EXERCISE REQUIREMENTS: The expected output is each line in the data below that includes the string "overcast".

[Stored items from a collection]
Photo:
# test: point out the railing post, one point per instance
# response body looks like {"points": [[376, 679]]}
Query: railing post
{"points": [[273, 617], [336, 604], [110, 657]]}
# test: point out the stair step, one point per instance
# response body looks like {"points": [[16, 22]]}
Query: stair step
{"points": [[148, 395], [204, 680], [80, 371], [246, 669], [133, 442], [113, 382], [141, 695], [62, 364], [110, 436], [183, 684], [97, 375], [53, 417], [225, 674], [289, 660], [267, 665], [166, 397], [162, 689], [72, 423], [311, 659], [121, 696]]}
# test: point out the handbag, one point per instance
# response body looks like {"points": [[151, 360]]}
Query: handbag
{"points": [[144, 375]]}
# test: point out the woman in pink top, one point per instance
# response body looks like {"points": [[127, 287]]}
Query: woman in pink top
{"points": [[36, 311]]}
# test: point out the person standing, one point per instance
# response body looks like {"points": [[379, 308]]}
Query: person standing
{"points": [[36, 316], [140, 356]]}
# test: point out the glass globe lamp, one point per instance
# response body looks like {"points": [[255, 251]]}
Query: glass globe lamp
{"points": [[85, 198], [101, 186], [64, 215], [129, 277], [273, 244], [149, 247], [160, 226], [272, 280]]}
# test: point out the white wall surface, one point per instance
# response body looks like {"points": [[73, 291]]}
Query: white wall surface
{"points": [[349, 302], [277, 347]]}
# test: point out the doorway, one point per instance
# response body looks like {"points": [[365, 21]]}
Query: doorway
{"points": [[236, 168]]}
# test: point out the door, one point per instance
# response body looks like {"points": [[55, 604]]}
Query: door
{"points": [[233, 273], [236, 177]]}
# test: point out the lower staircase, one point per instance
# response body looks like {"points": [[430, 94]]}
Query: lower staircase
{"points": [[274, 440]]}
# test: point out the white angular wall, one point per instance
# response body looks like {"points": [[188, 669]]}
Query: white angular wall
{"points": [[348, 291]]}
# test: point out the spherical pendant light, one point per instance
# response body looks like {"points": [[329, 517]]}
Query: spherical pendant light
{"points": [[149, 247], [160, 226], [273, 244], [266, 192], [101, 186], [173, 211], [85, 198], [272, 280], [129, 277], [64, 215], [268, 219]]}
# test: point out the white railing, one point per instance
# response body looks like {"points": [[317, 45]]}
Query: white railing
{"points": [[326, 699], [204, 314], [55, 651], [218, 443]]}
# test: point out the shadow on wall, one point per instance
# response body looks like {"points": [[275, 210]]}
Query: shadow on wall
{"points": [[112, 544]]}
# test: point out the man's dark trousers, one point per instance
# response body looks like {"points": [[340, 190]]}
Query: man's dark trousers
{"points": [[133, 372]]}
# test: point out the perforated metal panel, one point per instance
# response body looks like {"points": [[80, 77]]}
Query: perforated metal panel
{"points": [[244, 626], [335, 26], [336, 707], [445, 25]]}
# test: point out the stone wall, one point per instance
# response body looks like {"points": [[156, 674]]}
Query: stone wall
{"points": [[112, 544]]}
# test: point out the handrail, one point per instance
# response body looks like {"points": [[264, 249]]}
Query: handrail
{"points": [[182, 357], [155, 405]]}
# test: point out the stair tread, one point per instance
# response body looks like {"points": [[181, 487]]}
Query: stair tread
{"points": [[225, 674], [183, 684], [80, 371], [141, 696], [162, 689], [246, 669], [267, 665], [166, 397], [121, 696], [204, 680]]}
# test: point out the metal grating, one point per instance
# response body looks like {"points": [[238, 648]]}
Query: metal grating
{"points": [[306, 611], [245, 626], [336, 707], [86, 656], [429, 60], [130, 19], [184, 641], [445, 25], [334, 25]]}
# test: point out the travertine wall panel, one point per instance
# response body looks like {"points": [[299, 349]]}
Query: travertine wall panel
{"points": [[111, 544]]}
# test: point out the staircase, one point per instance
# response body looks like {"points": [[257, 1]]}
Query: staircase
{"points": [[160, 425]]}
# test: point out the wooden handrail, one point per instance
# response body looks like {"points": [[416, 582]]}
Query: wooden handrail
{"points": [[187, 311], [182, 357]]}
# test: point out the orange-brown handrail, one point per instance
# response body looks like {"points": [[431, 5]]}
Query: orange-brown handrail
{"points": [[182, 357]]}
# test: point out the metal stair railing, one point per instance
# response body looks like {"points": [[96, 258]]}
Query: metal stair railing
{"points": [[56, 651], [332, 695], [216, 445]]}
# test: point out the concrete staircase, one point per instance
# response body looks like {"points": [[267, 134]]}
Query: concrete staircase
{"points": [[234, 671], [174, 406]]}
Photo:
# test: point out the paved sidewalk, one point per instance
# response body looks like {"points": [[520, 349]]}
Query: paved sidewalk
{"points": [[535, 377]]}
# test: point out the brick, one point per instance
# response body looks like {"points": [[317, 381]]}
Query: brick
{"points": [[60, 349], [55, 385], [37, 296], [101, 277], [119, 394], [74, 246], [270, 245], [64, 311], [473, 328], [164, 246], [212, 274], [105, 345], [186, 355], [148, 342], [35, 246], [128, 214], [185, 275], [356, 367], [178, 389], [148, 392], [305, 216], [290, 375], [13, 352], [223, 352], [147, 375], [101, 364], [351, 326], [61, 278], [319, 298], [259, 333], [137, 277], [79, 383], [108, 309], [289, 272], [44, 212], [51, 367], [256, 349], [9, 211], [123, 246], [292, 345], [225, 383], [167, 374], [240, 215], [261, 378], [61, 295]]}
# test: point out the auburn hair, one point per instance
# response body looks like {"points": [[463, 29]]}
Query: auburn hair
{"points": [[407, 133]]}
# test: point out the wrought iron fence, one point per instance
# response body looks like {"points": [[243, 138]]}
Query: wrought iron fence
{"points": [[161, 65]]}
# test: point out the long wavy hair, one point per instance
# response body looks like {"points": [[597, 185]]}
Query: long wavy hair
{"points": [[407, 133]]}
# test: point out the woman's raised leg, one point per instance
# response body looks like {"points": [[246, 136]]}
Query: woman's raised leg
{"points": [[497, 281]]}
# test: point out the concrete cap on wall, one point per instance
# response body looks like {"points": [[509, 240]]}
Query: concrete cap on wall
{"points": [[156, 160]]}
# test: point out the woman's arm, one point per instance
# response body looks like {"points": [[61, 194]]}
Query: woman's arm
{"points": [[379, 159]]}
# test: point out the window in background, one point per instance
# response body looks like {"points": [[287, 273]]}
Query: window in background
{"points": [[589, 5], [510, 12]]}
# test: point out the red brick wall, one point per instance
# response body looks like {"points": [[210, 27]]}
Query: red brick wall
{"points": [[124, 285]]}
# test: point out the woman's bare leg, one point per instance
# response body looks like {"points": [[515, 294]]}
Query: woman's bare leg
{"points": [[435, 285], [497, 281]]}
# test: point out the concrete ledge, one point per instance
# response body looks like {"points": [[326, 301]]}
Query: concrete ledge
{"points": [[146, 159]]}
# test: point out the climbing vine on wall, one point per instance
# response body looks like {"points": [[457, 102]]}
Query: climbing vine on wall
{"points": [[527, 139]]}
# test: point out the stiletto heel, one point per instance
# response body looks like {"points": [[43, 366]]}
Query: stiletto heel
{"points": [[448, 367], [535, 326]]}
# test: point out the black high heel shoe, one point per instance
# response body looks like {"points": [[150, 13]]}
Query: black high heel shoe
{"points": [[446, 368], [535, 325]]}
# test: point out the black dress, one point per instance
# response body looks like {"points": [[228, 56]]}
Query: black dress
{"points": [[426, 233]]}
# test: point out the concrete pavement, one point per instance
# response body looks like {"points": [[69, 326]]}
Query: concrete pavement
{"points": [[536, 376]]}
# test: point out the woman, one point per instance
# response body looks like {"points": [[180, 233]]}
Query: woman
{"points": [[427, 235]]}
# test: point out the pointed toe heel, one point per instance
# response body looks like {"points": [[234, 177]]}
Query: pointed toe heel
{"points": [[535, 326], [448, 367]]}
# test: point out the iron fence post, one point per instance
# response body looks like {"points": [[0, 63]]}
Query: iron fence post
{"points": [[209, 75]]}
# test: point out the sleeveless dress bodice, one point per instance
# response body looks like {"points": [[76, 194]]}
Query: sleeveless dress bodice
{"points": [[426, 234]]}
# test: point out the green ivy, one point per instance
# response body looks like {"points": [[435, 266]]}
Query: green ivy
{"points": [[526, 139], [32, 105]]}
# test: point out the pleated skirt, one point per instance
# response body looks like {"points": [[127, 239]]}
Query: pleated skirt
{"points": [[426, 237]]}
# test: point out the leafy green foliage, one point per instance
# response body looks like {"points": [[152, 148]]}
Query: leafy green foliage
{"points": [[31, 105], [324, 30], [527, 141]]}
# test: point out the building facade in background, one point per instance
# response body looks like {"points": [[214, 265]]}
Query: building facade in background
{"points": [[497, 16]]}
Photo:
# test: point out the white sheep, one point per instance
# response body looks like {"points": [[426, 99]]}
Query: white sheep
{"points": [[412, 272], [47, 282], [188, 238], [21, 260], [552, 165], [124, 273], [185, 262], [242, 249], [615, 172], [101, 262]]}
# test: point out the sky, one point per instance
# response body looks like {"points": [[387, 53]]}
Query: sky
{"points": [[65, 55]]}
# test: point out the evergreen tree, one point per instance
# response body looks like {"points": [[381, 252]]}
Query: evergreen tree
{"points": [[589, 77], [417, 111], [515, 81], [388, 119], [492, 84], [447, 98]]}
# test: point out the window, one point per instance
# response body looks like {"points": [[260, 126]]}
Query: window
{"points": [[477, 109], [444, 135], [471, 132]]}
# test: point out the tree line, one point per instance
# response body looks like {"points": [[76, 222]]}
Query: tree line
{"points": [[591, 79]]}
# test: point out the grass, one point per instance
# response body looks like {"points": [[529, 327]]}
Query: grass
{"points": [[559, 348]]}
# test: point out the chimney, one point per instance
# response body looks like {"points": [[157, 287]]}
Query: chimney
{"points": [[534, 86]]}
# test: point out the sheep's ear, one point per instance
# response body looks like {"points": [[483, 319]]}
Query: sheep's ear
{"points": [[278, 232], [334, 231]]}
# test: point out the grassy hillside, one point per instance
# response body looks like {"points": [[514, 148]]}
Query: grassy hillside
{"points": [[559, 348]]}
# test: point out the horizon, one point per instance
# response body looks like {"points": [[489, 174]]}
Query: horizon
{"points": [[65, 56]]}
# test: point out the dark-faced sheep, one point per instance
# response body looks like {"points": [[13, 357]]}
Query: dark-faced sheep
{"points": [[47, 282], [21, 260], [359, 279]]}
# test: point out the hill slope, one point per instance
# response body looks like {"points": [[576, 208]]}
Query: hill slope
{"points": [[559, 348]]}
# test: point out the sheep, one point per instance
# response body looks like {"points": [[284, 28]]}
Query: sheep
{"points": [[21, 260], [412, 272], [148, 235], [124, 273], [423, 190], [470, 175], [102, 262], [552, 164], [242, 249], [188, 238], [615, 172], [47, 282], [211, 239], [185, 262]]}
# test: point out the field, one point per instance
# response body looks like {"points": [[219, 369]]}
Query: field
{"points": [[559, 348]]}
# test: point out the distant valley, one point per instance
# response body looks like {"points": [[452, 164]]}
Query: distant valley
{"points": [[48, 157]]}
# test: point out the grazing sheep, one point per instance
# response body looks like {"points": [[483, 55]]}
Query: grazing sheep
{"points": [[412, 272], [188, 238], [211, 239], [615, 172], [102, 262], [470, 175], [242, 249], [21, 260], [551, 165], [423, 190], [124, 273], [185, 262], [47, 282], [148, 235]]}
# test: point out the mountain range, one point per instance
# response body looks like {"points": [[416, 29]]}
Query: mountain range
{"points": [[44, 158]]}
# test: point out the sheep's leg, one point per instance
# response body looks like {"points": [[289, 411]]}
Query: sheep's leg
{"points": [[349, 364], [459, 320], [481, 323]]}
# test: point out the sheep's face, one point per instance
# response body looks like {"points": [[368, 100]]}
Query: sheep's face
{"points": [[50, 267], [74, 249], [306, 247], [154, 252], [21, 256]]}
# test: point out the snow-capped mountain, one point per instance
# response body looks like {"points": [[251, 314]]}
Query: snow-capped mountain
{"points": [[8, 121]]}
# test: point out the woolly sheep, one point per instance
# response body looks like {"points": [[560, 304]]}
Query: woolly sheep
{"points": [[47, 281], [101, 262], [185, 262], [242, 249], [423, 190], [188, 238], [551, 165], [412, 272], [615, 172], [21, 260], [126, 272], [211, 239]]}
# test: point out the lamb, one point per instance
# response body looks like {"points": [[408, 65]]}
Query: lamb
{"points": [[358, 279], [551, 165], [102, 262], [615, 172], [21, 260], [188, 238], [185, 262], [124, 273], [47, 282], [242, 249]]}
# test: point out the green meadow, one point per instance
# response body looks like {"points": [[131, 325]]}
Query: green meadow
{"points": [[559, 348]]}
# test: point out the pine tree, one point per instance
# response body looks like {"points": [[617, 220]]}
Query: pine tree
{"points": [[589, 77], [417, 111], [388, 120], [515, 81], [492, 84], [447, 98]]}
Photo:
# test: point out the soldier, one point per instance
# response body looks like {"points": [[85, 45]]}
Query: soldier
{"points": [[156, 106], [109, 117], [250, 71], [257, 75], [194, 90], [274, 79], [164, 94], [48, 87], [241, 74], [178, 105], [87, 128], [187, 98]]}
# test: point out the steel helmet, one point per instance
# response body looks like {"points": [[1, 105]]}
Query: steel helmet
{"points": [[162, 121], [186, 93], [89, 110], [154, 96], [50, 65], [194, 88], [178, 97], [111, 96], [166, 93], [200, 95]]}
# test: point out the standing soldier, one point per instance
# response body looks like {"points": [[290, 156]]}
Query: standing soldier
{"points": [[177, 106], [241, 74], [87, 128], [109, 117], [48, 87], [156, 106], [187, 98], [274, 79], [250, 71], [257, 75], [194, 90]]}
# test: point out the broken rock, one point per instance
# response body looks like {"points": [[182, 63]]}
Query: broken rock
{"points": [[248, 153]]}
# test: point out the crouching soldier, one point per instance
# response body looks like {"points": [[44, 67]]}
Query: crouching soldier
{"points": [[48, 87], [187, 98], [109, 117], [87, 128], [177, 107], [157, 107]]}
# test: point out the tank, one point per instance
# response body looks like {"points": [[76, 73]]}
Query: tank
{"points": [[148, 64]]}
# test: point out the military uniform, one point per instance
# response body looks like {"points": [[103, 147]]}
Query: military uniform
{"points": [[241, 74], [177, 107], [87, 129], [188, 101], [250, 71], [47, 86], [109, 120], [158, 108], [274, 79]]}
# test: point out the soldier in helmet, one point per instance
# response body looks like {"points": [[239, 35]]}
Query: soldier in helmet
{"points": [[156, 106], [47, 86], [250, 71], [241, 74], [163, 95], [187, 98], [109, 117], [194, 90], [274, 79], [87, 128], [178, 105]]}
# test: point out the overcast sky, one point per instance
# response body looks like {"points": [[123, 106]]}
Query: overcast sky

EXERCISE RESPONSE:
# test: point out the overcast sky, one point per instance
Query: overcast sky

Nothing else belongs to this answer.